SHORT PROBLEM >> Format the lines of the records below as a Markdown table with the columns "Row" and "Line", where Row numbers each line and Line holds its text. Begin at the line that contains "of the patio" and stop after the line that contains "[[307, 202], [173, 197], [157, 200]]", leaving out any blank lines.

MATERIAL FOR THE TASK >>
::::
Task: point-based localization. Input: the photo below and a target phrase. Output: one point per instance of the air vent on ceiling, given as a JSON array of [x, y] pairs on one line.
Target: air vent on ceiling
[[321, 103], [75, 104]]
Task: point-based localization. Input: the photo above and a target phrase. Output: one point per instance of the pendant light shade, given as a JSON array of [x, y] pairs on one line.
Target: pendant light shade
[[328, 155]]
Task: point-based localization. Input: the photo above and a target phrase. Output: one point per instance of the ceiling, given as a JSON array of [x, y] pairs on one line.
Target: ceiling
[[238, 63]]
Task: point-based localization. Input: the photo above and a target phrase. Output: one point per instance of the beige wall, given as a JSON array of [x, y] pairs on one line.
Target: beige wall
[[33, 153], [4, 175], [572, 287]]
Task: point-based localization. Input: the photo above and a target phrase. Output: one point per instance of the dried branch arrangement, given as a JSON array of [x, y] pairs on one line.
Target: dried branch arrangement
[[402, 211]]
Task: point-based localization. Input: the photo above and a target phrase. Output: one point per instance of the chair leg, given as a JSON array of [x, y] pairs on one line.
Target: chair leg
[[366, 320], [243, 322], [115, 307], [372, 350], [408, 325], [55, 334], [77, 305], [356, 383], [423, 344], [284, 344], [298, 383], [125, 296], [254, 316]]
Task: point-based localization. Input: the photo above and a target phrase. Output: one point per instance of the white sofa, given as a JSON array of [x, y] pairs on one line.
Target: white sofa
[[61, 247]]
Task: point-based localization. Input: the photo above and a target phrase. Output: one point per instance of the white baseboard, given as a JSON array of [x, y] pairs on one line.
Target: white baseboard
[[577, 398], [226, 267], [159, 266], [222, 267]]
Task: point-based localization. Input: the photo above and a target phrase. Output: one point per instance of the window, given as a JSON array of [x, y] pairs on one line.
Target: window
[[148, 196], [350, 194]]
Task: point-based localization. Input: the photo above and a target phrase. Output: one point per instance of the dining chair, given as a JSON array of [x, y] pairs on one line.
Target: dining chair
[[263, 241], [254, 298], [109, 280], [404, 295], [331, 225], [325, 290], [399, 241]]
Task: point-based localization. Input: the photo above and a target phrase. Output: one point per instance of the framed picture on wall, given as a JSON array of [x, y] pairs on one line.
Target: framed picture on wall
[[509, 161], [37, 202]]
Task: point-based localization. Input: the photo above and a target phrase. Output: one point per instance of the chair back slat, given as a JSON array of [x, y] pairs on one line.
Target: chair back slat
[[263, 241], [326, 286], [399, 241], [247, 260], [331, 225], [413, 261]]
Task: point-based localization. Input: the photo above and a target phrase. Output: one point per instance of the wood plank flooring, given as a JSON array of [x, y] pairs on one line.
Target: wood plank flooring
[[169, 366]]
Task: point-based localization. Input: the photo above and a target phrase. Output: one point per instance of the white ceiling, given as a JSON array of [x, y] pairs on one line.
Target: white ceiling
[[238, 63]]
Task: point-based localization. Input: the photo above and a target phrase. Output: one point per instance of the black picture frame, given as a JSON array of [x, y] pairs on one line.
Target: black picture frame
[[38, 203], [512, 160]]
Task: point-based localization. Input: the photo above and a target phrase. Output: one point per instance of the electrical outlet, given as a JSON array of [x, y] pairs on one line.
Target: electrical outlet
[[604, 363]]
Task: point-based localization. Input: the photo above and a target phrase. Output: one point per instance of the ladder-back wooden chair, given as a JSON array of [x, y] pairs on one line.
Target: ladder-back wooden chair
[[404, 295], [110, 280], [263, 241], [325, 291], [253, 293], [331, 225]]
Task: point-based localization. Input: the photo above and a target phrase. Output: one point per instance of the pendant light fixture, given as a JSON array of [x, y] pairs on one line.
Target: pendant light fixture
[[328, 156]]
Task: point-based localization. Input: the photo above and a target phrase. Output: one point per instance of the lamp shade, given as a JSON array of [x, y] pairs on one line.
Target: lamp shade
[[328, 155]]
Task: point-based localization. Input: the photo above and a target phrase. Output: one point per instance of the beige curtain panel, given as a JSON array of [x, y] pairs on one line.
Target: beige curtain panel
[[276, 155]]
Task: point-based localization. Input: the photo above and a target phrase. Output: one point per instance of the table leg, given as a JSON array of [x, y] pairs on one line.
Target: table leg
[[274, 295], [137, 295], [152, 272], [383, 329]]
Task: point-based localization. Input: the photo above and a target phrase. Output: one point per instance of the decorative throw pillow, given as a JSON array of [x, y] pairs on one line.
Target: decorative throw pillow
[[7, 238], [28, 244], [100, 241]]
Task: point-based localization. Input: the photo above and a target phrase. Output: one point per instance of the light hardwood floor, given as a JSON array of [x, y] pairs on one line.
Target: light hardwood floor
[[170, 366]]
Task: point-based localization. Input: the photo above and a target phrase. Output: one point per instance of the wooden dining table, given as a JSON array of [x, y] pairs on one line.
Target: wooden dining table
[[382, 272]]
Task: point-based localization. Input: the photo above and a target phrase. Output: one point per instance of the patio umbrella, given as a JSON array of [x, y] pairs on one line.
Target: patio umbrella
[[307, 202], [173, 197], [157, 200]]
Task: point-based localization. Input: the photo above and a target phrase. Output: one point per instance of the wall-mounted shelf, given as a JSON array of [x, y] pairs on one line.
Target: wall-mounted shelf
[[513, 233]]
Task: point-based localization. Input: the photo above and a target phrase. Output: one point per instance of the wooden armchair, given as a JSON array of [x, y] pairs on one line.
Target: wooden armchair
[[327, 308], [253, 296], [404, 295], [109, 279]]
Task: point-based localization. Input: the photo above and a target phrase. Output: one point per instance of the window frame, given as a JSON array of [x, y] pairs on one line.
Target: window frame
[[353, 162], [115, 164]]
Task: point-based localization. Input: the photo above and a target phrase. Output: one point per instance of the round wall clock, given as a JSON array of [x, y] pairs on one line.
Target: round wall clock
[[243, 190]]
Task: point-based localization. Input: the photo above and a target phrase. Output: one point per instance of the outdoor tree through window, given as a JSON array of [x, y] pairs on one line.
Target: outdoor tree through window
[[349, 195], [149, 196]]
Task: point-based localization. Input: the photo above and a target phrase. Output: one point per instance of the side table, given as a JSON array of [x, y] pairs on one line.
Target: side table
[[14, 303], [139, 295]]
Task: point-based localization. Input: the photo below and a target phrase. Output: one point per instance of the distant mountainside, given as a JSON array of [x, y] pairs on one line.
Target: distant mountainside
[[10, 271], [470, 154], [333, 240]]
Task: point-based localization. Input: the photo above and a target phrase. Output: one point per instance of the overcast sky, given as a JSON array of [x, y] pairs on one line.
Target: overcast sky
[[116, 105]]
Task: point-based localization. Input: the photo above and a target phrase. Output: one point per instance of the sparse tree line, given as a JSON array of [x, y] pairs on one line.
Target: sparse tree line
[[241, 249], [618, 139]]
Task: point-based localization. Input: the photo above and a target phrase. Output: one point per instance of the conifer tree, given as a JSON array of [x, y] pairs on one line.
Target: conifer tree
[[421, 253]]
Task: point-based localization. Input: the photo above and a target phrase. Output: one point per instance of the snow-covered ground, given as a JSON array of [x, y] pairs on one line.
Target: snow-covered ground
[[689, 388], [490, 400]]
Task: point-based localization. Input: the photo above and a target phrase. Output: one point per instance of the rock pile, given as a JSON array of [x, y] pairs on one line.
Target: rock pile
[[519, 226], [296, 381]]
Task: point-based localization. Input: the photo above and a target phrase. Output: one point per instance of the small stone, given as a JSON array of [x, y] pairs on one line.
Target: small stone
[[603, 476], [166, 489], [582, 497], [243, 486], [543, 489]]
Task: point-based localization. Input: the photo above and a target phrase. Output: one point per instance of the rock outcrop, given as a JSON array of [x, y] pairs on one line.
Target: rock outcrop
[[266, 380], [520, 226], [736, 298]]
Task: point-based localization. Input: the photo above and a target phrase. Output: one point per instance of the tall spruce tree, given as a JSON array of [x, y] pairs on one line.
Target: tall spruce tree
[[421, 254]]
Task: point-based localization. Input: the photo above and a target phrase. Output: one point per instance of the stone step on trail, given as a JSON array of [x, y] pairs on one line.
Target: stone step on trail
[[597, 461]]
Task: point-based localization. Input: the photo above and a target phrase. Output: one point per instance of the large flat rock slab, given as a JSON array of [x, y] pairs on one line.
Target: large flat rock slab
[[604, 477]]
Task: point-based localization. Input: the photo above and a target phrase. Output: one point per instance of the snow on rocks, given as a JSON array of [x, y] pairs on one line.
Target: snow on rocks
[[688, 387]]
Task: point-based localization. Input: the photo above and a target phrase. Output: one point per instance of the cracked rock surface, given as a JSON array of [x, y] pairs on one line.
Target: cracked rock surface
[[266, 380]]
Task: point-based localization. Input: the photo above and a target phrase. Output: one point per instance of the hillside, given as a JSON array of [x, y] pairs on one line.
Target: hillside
::::
EXERCISE RESPONSE >>
| Row | Line |
|---|---|
| 1 | Task: point-based localization. Input: the photo above and a target phrase. Output: one point per instance of the patio umbrella, given as a JSON array of [x, y] pairs on one line. |
| 2 | Target: patio umbrella |
| 3 | [[307, 202], [173, 197], [157, 200]] |